• RECORDS SUPPLIED:

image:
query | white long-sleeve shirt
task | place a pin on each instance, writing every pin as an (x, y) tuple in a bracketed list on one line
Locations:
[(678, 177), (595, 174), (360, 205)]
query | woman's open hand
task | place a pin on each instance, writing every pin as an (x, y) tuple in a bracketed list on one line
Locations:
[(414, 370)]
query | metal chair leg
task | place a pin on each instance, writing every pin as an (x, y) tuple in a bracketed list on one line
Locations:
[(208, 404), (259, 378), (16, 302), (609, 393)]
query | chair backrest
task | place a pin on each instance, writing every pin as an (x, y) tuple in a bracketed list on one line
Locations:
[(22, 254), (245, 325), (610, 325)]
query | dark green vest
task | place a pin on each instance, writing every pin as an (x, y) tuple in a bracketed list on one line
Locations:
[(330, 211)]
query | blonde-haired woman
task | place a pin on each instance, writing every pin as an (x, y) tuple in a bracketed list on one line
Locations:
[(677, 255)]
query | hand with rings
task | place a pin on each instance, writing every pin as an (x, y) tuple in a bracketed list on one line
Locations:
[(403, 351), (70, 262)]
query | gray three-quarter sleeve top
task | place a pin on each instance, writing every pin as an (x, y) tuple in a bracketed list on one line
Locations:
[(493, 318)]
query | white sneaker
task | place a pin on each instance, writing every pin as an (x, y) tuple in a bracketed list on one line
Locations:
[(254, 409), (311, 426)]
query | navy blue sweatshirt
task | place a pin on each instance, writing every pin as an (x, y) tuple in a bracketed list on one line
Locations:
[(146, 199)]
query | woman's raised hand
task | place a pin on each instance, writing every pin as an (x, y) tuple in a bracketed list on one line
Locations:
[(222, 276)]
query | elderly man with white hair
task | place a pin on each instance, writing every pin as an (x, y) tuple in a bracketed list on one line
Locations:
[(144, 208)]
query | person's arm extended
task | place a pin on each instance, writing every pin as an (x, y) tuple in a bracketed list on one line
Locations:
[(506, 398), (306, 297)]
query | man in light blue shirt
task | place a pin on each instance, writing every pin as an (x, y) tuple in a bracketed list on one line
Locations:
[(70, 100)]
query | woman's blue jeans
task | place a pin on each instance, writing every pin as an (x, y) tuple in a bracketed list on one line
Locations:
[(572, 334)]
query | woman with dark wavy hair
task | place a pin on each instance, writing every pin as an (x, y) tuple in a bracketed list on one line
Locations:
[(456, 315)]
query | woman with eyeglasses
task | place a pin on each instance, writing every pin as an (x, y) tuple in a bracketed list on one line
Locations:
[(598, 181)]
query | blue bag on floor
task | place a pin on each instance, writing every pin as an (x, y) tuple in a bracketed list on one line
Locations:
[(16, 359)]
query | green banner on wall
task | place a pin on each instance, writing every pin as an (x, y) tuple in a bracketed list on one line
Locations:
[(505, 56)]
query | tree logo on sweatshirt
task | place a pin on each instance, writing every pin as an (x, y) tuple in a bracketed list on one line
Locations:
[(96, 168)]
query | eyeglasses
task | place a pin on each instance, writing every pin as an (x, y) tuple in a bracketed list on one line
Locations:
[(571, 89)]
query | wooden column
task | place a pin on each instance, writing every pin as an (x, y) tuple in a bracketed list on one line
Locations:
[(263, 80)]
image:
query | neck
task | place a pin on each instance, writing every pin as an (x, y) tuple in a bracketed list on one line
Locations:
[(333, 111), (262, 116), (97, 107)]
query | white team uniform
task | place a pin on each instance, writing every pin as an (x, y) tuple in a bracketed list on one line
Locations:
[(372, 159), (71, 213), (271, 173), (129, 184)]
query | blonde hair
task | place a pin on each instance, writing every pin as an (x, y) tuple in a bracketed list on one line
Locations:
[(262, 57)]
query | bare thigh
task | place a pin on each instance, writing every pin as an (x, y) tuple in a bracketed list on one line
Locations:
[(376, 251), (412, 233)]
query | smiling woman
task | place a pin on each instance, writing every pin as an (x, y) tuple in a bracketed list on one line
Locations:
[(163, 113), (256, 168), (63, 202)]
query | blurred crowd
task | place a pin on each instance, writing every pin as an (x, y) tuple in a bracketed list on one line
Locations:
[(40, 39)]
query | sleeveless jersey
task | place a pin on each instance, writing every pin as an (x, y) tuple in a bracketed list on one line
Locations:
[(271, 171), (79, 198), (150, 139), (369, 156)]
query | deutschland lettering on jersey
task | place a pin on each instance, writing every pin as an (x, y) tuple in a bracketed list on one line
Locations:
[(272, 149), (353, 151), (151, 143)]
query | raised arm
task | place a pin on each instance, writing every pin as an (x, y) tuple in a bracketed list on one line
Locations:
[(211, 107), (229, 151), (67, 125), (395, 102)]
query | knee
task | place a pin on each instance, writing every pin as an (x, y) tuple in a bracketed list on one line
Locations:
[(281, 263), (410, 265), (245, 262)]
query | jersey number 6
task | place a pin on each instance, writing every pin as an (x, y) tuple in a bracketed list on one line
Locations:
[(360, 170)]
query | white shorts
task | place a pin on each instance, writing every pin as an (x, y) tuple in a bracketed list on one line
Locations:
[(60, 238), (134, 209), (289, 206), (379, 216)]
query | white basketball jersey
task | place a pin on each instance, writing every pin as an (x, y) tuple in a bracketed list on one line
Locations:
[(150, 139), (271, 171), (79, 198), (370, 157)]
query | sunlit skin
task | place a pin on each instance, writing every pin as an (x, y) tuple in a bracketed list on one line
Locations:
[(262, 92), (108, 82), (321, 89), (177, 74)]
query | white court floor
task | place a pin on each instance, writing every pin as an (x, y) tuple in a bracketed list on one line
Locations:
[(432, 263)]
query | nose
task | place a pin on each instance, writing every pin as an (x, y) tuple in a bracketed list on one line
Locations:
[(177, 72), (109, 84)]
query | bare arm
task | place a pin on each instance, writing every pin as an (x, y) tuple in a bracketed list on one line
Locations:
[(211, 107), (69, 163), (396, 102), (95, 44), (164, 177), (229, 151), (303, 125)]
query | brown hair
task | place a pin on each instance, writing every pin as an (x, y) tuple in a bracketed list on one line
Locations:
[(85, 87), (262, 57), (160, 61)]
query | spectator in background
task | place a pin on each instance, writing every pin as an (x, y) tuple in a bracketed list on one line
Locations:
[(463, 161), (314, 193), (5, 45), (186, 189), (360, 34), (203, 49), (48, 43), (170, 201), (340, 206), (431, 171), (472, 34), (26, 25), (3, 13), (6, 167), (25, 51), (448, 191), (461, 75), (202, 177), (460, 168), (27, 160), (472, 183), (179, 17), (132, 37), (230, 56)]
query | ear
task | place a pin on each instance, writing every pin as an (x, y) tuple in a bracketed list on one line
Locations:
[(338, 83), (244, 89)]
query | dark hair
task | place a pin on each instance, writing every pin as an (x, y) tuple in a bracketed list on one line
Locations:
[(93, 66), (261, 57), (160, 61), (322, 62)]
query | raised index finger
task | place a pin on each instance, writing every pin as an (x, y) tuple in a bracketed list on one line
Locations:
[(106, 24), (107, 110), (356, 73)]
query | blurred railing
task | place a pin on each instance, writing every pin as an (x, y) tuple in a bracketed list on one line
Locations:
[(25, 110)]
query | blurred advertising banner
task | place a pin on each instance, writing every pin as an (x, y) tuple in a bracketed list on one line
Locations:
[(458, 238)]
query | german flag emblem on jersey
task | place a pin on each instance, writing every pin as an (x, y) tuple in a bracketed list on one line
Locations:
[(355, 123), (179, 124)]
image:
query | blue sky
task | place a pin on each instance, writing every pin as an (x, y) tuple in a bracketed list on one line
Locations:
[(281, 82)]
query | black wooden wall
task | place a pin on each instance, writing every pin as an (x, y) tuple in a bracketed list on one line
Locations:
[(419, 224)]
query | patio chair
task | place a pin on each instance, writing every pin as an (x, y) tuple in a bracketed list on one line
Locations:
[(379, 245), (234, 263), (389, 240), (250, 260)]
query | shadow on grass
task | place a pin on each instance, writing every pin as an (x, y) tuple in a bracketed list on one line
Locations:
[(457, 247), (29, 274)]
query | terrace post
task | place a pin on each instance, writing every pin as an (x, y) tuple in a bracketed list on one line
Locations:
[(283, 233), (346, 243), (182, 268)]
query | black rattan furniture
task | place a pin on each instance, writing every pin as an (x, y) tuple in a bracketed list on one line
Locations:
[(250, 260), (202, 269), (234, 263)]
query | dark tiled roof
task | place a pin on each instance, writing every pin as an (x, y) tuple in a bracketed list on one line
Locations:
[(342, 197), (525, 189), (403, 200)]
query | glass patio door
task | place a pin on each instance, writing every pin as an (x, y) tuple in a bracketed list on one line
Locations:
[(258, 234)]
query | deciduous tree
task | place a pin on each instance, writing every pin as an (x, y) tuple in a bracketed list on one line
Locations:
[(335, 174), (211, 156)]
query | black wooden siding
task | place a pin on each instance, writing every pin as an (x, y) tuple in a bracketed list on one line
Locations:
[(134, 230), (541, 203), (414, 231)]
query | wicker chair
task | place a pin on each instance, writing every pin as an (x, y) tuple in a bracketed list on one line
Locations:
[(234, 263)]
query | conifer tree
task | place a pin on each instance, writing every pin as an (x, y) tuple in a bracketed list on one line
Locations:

• GOAL:
Rewrite the items from the first line through the line containing "[(414, 370)]", inclusive, switching "long-sleeve" to "short-sleeve" and leaving everything else unchanged.

• EXERCISE RESULT:
image:
query | white short-sleeve shirt
task | place a pin on each instance, writing every pin as an (x, y) tuple in a bracketed list on one line
Locations:
[(678, 177), (595, 174), (360, 205)]
query | woman's open hand
task | place a pin on each instance, writing every pin as an (x, y) tuple in a bracketed list on one line
Locations:
[(414, 370)]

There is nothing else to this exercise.